Dataset records:
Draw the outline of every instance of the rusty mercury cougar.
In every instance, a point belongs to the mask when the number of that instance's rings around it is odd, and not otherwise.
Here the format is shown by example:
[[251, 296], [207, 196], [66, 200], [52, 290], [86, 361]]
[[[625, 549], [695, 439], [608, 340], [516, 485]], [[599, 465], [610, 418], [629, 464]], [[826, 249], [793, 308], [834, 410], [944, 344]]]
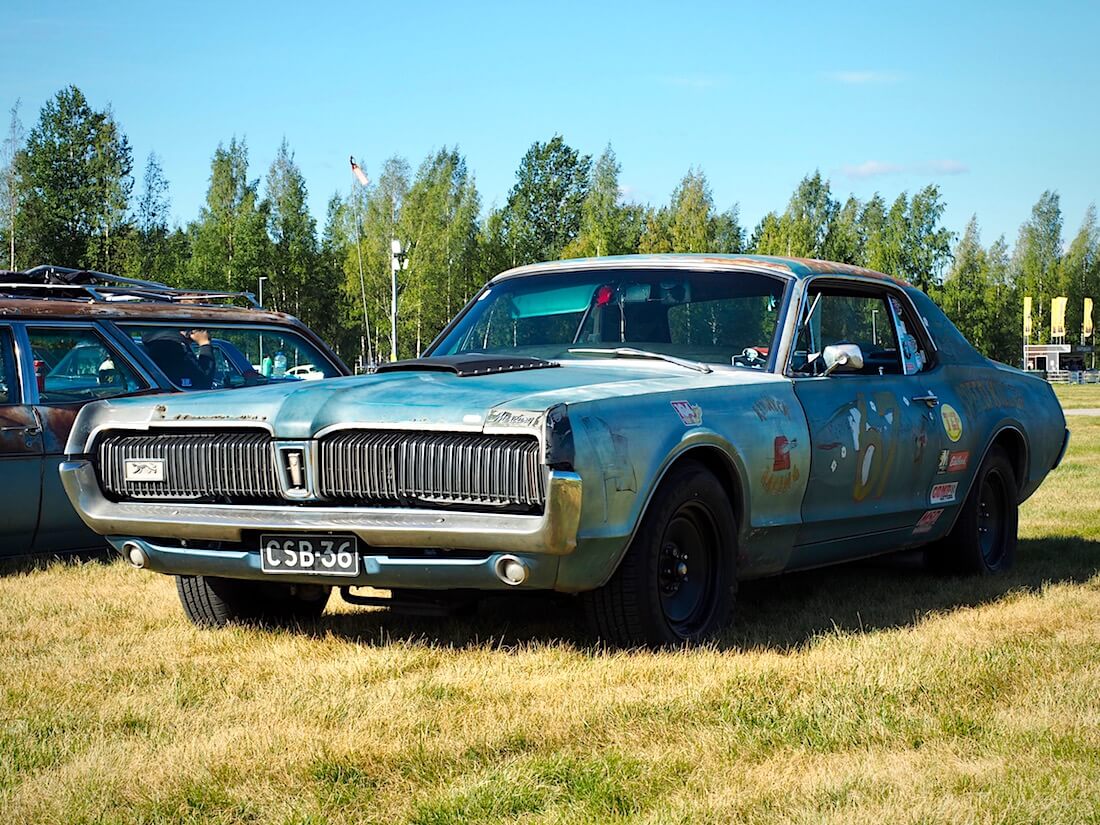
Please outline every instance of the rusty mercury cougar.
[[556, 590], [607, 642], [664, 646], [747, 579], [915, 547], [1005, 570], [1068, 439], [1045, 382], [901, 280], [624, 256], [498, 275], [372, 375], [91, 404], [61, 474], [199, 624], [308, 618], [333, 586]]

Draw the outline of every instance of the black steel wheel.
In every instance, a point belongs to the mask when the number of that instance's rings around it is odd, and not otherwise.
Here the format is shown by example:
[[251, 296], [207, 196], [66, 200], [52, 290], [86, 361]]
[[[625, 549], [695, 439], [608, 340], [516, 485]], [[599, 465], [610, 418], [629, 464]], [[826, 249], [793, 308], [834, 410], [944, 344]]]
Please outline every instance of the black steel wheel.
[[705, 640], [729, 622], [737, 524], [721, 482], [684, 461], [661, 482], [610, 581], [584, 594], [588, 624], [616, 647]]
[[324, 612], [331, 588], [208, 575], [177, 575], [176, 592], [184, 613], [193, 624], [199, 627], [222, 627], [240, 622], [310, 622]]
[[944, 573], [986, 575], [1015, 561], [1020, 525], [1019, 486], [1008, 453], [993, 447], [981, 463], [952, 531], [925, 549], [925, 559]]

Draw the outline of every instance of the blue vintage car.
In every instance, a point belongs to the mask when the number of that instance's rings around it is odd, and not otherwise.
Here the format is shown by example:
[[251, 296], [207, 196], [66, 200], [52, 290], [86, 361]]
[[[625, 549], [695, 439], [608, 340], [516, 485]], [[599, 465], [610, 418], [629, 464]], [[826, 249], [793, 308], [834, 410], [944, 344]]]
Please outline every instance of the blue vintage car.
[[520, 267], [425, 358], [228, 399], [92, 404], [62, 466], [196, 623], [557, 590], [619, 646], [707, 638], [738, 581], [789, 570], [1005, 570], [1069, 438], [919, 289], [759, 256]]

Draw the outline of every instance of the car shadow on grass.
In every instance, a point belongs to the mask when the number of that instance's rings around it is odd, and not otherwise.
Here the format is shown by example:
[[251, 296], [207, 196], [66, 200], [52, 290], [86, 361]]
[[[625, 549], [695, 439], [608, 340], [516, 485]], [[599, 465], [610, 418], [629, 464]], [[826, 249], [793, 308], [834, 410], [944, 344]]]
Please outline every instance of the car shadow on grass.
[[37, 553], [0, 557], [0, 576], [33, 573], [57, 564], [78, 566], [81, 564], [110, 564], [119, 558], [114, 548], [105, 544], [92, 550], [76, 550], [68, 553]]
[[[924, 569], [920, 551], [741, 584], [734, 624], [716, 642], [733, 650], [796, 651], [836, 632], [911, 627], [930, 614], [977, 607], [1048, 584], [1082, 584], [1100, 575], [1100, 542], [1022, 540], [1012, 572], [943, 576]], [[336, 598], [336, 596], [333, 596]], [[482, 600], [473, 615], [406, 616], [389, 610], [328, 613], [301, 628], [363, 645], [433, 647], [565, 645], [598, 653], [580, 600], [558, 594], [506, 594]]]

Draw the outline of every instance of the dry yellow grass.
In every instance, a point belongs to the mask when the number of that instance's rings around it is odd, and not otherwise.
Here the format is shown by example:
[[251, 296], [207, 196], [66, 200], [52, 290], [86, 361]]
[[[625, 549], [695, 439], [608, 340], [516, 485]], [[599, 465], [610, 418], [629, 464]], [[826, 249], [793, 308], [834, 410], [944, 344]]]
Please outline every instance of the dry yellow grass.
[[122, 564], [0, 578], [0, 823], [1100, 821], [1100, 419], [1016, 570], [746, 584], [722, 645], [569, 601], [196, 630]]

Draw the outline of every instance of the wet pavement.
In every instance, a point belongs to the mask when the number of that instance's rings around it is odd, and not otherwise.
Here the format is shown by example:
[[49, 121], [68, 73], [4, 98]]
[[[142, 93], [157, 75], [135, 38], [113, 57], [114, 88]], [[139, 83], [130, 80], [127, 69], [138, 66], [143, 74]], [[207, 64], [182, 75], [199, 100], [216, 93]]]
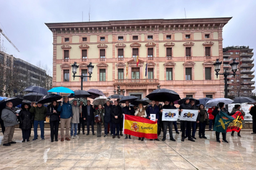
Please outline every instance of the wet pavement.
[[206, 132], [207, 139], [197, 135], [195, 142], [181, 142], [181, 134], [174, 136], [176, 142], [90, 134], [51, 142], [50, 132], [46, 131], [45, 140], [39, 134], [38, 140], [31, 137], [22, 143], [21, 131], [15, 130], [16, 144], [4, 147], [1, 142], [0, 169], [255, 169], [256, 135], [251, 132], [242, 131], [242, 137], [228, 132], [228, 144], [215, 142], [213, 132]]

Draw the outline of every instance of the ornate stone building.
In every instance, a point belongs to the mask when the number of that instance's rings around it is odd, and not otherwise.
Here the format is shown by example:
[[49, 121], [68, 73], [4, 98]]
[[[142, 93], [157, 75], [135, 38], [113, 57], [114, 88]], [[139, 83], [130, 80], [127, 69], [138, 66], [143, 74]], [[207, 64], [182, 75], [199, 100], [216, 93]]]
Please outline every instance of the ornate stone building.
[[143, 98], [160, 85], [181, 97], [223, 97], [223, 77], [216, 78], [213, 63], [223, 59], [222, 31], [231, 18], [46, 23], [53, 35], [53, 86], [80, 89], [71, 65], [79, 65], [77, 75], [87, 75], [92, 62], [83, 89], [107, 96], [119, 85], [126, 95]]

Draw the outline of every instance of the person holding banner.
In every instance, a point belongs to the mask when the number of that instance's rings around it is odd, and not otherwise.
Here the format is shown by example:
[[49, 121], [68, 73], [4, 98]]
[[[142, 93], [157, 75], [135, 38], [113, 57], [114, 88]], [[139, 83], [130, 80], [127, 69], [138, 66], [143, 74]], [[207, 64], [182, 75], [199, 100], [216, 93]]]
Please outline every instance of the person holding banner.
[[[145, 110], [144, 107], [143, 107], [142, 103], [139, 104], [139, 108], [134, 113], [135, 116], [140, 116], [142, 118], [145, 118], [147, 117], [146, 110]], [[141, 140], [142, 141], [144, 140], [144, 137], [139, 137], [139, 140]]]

==

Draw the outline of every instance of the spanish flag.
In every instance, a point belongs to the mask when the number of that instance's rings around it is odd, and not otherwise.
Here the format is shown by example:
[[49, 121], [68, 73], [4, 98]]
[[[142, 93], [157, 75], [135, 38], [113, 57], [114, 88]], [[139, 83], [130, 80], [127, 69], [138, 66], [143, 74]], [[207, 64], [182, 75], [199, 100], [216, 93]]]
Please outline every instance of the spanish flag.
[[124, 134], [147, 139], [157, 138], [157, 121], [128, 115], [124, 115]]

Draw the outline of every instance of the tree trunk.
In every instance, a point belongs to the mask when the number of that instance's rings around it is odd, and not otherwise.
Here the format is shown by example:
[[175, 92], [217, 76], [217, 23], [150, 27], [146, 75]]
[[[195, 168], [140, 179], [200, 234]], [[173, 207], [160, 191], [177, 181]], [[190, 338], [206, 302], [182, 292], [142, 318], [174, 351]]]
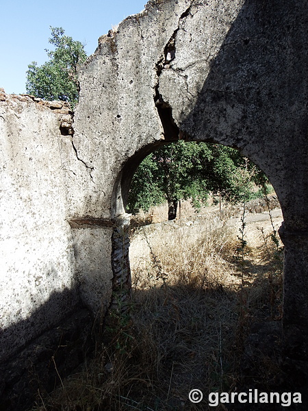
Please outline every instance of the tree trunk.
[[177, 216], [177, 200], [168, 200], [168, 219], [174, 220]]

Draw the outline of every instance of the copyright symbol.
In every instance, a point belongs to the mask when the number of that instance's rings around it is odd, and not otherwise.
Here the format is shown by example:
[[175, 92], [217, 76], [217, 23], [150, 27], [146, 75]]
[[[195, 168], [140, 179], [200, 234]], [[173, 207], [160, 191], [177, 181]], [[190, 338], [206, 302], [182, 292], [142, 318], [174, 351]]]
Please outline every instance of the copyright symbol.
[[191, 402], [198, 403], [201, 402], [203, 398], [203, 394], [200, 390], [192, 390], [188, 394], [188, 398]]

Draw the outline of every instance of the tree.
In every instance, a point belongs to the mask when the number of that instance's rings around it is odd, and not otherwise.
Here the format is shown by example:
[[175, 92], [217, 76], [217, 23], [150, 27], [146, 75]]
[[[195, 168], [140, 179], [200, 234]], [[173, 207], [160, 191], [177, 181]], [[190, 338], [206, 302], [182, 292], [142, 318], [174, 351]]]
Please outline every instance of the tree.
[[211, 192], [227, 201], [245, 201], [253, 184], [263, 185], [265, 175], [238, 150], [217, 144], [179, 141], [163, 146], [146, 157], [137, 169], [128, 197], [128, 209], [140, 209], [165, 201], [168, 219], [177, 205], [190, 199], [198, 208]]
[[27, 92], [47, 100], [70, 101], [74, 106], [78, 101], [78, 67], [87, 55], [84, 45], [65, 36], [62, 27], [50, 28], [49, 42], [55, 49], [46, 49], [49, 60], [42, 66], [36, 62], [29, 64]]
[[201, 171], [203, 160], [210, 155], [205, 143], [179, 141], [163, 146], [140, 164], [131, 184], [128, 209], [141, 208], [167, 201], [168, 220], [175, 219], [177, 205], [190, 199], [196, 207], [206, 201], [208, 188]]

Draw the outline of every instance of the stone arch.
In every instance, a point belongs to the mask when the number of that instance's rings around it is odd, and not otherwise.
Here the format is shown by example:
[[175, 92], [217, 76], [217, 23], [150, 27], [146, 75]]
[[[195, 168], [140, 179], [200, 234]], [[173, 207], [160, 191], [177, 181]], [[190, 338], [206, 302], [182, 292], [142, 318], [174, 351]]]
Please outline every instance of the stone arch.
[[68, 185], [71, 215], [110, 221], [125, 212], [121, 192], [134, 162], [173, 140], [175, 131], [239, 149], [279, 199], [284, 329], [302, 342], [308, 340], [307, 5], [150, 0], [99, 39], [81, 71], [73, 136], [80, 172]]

:: PROBLEM TO WORK ON ::
Can you update only the data from the line containing "Draw the outline of every instance of the stone" up to and including the line containing "Please outline every instance of the stone", replacing "stone arch" with "brick arch" and leaving everything else unchanged?

:: IN RESPONSE ::
Draw the outline of every instance of the brick arch.
In every instance, a point belongs to the mask when the number of that instance's rings around it is odd, and not otherwise.
Here the format is shown by example:
[[175, 92], [217, 76], [217, 23], [150, 27], [146, 75]]
[[[195, 168], [140, 179], [200, 234]], [[173, 207], [160, 191], [177, 181]], [[190, 338], [206, 302], [182, 292], [142, 318], [174, 351]]]
Please outline every instance of the brick arch.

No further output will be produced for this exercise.